Pointing dataset excerpts:

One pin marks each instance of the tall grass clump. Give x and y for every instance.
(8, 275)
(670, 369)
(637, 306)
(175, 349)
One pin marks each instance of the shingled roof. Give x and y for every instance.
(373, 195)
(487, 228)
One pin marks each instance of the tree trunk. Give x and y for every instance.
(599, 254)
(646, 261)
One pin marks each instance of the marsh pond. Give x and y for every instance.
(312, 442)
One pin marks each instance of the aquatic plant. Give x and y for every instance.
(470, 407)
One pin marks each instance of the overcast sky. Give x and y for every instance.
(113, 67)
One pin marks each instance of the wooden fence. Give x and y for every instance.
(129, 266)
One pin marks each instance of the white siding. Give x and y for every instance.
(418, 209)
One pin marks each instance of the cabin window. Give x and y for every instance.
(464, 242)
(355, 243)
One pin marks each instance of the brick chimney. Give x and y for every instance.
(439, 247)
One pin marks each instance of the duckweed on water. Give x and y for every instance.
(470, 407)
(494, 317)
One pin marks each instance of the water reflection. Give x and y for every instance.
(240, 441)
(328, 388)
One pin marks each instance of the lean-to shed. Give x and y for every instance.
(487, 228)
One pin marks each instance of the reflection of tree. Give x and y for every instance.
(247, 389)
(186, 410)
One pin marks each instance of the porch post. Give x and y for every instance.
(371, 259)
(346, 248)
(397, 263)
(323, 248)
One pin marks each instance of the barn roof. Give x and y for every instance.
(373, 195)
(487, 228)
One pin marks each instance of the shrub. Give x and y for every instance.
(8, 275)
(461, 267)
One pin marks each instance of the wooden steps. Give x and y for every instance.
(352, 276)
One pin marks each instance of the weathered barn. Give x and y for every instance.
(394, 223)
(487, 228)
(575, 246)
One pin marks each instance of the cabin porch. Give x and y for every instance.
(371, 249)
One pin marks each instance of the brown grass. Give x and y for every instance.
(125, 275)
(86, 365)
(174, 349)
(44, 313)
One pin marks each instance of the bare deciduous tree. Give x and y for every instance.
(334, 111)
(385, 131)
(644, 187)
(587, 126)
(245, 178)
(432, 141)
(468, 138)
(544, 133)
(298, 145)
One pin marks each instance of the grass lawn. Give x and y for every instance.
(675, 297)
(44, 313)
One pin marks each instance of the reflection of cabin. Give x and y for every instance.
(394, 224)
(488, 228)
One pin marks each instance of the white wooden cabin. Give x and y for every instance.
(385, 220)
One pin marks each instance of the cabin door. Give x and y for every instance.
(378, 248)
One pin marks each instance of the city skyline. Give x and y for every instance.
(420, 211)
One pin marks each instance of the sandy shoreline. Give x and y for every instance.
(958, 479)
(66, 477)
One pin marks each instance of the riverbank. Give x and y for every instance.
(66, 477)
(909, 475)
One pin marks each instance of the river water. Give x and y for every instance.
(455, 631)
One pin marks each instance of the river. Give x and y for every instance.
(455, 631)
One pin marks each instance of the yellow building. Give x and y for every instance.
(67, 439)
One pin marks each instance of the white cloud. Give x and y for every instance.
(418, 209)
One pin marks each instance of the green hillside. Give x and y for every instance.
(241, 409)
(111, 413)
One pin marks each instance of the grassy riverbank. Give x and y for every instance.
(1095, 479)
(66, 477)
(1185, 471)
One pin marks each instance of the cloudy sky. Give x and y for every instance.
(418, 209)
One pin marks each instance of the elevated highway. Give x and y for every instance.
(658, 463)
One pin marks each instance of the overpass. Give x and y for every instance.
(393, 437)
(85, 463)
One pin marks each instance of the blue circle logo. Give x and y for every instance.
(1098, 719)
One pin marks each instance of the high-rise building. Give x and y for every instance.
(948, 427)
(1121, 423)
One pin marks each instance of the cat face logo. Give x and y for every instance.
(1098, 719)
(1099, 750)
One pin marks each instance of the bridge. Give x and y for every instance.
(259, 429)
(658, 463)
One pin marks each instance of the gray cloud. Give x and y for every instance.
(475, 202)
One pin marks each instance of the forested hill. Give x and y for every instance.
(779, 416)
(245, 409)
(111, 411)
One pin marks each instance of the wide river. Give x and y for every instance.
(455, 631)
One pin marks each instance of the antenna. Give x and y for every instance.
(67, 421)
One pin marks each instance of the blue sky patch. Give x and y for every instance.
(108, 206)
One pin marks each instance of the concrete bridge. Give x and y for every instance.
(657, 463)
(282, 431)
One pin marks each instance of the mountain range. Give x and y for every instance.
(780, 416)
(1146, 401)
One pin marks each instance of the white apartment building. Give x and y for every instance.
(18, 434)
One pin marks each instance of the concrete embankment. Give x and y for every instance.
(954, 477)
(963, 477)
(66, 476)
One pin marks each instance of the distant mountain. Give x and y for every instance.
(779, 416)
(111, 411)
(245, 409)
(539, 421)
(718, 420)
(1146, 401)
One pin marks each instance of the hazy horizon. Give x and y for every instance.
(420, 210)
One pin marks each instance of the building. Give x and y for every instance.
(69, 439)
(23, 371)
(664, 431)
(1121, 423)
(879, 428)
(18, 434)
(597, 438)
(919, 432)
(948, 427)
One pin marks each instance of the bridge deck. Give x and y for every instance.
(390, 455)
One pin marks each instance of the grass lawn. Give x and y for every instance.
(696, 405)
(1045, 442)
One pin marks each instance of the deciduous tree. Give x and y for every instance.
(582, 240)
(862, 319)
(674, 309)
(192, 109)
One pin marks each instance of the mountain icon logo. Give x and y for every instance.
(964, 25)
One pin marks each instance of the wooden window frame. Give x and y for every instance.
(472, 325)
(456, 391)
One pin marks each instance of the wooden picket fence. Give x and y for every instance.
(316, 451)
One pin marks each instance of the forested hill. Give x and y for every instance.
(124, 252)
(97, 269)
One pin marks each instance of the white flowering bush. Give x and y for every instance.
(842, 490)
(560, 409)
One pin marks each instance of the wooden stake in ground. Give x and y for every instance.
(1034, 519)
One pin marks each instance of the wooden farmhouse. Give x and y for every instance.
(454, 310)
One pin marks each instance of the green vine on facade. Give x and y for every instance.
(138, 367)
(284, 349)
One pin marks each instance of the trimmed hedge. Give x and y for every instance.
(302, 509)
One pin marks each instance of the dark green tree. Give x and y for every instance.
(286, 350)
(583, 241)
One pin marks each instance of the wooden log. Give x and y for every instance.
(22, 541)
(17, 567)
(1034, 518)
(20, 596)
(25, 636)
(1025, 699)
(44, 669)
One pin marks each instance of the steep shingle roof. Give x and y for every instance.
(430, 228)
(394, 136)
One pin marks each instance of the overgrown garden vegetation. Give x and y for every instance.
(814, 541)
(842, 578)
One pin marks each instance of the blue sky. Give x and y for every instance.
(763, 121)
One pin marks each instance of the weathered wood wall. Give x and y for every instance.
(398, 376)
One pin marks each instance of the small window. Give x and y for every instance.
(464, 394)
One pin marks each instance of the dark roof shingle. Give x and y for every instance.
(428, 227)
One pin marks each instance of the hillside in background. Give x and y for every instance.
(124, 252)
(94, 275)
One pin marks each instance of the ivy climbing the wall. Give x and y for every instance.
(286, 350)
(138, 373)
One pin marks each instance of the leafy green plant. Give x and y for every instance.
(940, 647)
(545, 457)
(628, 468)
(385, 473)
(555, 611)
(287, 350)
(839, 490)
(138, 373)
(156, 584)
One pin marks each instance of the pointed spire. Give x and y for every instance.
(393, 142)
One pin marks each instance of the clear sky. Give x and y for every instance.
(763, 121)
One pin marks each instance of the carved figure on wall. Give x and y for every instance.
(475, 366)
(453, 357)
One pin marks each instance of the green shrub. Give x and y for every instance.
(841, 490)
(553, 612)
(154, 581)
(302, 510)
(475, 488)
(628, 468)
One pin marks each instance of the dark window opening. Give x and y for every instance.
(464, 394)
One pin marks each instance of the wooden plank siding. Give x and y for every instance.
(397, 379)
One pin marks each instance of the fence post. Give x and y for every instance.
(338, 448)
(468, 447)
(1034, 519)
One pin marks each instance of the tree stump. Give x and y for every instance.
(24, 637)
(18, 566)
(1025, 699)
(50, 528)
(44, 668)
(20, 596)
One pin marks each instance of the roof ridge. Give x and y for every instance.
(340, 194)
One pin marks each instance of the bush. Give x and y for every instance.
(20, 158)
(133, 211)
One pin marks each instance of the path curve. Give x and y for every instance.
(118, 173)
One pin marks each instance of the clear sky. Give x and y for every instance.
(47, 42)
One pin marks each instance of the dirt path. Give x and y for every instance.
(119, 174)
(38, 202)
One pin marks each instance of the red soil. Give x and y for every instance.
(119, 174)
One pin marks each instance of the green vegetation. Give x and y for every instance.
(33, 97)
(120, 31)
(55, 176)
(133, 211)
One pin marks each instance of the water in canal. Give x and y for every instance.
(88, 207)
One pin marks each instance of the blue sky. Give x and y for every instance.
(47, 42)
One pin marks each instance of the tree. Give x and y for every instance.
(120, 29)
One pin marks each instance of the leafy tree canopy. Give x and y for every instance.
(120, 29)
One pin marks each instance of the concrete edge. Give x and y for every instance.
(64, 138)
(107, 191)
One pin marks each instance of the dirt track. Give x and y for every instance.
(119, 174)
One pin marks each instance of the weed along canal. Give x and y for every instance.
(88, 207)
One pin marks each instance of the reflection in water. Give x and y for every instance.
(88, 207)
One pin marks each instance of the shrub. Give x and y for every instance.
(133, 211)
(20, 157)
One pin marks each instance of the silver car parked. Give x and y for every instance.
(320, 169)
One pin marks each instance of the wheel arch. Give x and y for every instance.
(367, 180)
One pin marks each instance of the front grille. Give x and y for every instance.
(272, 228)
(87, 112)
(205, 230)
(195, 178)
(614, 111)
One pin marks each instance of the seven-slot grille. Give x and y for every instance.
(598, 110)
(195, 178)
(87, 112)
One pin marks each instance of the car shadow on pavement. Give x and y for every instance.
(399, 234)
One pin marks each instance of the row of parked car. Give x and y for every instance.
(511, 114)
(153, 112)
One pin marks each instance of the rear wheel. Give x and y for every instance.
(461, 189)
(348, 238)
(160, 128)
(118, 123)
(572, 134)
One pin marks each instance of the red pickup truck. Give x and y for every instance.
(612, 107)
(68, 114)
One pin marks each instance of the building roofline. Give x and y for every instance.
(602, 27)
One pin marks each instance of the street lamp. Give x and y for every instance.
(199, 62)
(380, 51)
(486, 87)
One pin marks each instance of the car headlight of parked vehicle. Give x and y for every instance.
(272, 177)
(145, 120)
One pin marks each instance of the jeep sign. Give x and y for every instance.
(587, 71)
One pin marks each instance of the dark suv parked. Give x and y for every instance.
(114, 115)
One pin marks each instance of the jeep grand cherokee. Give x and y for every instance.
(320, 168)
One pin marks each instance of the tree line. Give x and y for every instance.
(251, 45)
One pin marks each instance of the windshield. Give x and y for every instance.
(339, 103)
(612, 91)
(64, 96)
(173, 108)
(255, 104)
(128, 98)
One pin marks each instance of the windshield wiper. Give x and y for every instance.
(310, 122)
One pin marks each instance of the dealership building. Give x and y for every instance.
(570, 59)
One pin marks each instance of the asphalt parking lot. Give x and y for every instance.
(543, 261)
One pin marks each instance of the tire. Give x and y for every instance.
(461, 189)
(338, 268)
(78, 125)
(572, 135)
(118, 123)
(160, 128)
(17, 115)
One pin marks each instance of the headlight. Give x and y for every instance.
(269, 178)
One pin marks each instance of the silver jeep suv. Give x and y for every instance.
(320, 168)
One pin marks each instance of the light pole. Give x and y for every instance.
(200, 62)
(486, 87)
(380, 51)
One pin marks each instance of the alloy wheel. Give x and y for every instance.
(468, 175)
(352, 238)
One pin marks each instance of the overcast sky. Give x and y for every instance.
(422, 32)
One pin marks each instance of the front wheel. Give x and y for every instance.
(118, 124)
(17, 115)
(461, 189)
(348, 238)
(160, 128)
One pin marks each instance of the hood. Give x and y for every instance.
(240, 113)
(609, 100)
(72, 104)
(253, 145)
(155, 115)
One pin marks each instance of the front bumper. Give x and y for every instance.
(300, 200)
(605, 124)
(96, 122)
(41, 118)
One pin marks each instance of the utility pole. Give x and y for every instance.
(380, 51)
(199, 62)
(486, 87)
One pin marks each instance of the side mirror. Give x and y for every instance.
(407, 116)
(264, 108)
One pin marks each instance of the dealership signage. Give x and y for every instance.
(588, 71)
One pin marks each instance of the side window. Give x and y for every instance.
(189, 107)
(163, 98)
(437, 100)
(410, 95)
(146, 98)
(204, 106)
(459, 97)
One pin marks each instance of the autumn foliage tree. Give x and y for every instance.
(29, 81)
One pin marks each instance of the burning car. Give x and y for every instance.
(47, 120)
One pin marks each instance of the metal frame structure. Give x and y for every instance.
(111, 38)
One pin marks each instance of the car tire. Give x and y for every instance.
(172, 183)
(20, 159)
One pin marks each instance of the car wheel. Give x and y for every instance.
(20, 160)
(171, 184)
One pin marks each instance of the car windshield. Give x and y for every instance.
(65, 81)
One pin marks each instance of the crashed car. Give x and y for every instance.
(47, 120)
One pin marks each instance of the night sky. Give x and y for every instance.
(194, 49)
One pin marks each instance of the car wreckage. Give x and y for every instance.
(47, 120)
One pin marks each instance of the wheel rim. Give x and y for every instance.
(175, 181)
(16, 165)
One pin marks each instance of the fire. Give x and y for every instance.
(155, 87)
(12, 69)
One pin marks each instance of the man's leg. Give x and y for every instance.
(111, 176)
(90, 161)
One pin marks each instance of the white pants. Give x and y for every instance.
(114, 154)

Set exercise: Everything from the line that contains "One pin marks each instance of the hood." through the end of the records must be duplicated exactly, and nothing outside that range.

The reply:
One pin marks each instance of the hood. Give x and y for every instance.
(240, 113)
(609, 100)
(72, 104)
(253, 145)
(155, 115)
One pin marks each instance of the front bumper. Give x and y for every instance.
(300, 200)
(605, 124)
(96, 122)
(41, 118)
One pin marks each instance of the utility pole. Give x and y for every instance.
(380, 51)
(199, 62)
(486, 87)
One pin marks each instance of the side mirror. Give x and y for every instance.
(407, 116)
(264, 108)
One pin marks each instance of the dealership signage. Give x and y for every instance.
(588, 71)
One pin marks each instance of the side window. Give x and y for every instance.
(189, 107)
(163, 98)
(437, 100)
(410, 95)
(146, 98)
(204, 106)
(459, 97)
One pin marks each instance of the autumn foliage tree. Give x and y for every instance.
(29, 81)
One pin marks each instance of the burning car. Give x and y for every instance.
(47, 120)
One pin marks each instance of the metal frame structure. Give x and y for every instance.
(111, 38)
One pin marks each instance of the car tire. Give x and y for every instance.
(172, 183)
(20, 159)
One pin marks each instance of the car wheel. Give x and y for every instance.
(20, 160)
(171, 184)
One pin marks each instance of the car windshield. Give x and y for every instance.
(65, 81)
One pin marks each instance of the crashed car. Give x and y for every instance.
(47, 120)
One pin marks each instance of the night sky. Give x and y for every instance.
(194, 49)
One pin marks each instance of the car wreckage. Give x and y for every instance.
(47, 120)
One pin marks each instance of the wheel rim. Give x and y for every instance.
(175, 181)
(16, 165)
One pin marks each instance of the fire. Give x and y for every instance.
(155, 87)
(12, 69)
One pin marks each instance of the man's leg. Give x and y for every instance.
(111, 176)
(90, 161)
One pin marks each instance of the white pants. Give x and y for every instance.
(114, 154)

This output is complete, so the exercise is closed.